In the passage about John Allred and William Penn's 1686 letter, why does the writer call Ridgway's report about John Allred wonderful news? Answer in one to three sentences.

══ Document section ══

Ridgway’s letter was full of news about various friends, some married, some gave birth, some dead. At the end of the letter, just before closing, he wrote “thy kinsman Jno Orrett [John Allred] and his children doe now worke and are pretty well to live as I understand by him….”  This is wonderful news! Previous research had shown John Allred had struggled for many years to work and provide for his family. Documents found in Lancashire Court Records detail how each time he had found a place for his family to live and for himself to work, the neighbors/community ousted him because he was a Quaker.  Religious persecution was fierce in 17th Century England! Ridgway’s letter brought welcome news that the family was finally doing well, working and thriving.  Click Here to read more about John and Ellen's lives as Quakers in England.

Some of our researchers had seen references to this letter during previous research sessions but this was our first chance to obtain a copy of the original letter and verify its contents.

On the 28th day, 11th month, 1686 (September 23, 1686), William Penn was at his home, Worminghurst House, Sussex, England. On this day, he was writing a long (10-page) letter to his good friend James Harrison who lived in Bucks County, Pennsylvania. Harrison’s daughter, Phoebe, was married to Phineas Pemberton.  Harrison was not only a good friend of Penn’s, he also worked as the Steward (Manager) for Penn’s colonial summer home, Pennsbury Manor, Bucks County, Pennsylvania.

Penn’s letter was filled with news of mutual friends and Penn’s travels throughout England as he continued to spread the message of the Quaker Doctrine. Toward the end of the second page, Penn wrote:

“I have an eye to the man thou writ about and his family but one John Aldred of Pendleton related to P. Pemberton yet came to me at Manchester to be helped over on the terms I published for the poor. I may do what I can for him.”

“Terms I published for the poor” meant entering into a contract or bond as an Indentured Servant. It is estimated that half of the immigrants to Colonial American paid for their passage from the Old World to America by becoming Indentured Servants. Quakers (and others) needed the help on their farms and Indentured Servants were much cheaper and easier to come by than slaves. For the immigrant who could not afford the price of passage on a ship to America, this was a very appealing option. Some were able to make private contracts with friends or family who were already in Pennsylvania.

Most, however, made an agreement with the ship’s owner or captain. In exchange for passage, the immigrant would be put up for auction or sale as an Indentured Servant once he/she arrived in America. The ship’s owner and/or captain then pocketed the money as passage payment.  Indentured servitude was a long-term extension of the old English one-year hire for agricultural labor. Terms ranged from one to seven years (children served the longest indentures), with a typical one being 4 or 5 years. The difference between indentured servants and slaves, on a day-to-day basis, was hard to define. The biggest difference was time: the Indentured Servant eventually worked off the agreed upon time, but the slave was a slave for life. While indentured, the servant’s labor, if not the servant himself, was a commodity that could be sold or traded or inherited, on the discretion of his owner. The discipline records of the Quaker meetings cover several cases of members called to account for cruelty to indentured servants, and these tales tell of servants whipped, beaten and locked up for laziness. Of course, as with slaves, some owners were more humane than others.

═══
══ Provided data ══

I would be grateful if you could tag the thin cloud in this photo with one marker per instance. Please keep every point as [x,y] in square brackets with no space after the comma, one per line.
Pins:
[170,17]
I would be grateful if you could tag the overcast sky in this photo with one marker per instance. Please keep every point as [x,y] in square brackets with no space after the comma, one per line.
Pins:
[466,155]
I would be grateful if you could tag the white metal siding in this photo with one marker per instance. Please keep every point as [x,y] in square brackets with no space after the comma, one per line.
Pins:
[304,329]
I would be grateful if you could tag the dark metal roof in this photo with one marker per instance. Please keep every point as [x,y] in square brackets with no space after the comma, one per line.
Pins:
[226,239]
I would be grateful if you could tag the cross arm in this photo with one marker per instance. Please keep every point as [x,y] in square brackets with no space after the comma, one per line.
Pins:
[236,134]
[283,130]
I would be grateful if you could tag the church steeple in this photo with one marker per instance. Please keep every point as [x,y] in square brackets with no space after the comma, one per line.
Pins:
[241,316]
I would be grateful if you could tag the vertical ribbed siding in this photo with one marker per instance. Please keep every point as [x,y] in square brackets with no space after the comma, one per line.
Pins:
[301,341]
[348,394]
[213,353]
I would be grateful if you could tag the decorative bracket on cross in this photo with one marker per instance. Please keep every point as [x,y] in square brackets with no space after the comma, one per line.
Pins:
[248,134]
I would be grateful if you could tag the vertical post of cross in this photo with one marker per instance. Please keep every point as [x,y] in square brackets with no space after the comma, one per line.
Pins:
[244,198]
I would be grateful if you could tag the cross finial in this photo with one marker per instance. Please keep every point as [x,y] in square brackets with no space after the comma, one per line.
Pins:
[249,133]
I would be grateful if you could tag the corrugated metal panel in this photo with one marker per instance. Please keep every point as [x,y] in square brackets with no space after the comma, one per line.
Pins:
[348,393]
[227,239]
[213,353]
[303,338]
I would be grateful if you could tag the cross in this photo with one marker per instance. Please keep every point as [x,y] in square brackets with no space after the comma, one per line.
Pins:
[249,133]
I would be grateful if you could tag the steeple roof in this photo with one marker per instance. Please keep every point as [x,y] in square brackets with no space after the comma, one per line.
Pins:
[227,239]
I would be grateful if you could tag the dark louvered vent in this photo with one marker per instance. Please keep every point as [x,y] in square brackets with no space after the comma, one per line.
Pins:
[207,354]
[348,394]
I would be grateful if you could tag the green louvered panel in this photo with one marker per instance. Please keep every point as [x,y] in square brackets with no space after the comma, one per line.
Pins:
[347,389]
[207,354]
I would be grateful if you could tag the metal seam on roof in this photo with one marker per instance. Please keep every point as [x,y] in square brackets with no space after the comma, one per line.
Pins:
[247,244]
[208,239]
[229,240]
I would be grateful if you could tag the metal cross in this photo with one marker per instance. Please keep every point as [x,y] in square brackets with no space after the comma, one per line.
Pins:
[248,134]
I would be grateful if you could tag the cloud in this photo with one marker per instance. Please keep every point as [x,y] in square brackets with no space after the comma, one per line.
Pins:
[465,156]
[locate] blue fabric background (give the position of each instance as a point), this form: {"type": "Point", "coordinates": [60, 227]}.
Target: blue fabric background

═══
══ Provided data ══

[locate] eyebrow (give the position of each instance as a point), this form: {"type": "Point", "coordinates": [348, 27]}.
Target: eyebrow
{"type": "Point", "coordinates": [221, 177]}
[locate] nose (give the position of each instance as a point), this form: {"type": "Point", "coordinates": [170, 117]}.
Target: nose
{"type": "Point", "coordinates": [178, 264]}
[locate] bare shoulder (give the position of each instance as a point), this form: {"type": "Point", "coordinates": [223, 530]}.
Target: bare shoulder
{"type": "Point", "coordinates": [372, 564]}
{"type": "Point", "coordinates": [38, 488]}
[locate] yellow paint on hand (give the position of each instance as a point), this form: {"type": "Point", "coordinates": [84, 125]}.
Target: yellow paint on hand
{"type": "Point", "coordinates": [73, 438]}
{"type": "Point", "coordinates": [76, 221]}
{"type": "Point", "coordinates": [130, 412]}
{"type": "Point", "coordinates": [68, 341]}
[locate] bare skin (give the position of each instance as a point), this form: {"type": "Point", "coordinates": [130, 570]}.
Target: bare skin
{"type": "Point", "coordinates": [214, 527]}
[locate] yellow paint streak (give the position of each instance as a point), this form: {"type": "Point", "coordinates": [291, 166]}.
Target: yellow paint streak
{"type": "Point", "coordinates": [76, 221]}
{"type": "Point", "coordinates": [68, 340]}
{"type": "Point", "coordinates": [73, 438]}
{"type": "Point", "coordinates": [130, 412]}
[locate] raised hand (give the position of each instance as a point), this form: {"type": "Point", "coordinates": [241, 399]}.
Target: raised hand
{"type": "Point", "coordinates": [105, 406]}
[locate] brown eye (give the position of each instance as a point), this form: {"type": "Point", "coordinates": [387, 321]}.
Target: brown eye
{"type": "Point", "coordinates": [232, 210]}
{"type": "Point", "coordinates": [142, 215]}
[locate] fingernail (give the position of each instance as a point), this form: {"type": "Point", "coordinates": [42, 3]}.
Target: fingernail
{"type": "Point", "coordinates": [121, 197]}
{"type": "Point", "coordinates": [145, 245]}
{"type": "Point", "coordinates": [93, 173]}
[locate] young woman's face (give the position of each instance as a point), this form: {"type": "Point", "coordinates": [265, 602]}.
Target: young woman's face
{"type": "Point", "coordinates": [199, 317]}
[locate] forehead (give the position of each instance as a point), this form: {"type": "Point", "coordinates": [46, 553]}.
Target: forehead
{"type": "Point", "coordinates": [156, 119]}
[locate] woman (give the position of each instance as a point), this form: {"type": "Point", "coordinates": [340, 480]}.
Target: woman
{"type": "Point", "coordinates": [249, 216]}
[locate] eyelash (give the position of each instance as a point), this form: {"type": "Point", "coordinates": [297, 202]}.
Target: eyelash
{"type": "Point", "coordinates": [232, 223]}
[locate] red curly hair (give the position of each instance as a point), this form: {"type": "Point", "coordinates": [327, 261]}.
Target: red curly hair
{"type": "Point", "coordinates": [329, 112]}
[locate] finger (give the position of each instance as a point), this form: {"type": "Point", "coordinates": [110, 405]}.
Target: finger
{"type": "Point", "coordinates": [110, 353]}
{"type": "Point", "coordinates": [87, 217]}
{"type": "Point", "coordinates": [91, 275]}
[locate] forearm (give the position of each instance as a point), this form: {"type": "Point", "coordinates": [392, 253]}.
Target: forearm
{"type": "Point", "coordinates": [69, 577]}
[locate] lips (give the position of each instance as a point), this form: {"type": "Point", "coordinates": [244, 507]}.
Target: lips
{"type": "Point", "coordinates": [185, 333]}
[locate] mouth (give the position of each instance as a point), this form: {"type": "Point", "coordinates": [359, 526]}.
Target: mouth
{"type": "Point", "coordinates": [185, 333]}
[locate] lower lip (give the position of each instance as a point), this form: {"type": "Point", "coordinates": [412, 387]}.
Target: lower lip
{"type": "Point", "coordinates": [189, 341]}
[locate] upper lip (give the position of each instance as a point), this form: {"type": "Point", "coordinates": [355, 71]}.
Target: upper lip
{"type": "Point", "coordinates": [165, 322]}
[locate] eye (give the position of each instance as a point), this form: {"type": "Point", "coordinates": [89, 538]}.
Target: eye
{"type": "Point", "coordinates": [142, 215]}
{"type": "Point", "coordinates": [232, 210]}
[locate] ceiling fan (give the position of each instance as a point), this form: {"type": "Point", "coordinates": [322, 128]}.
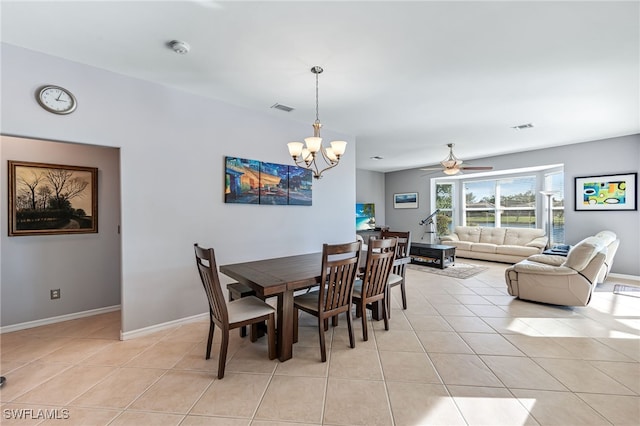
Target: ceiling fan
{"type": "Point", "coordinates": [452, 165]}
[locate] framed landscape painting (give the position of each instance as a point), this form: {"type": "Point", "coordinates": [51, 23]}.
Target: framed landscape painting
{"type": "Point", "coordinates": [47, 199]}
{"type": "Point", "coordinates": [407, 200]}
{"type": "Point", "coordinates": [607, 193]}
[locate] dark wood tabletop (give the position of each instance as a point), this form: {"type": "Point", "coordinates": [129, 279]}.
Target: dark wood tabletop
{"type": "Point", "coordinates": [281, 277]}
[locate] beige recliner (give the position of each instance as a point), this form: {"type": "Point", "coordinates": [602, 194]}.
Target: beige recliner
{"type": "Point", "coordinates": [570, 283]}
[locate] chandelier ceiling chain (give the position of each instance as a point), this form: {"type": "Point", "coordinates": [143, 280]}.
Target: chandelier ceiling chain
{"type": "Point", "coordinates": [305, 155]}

═══

Exercise answer -
Earlier research had shown that John Allred struggled for many years to work and provide for his family. Each time he found a place to live and work, his neighbors ousted him because he was a Quaker. Ridgway's letter reported that Allred and his children were now working and were fairly well off.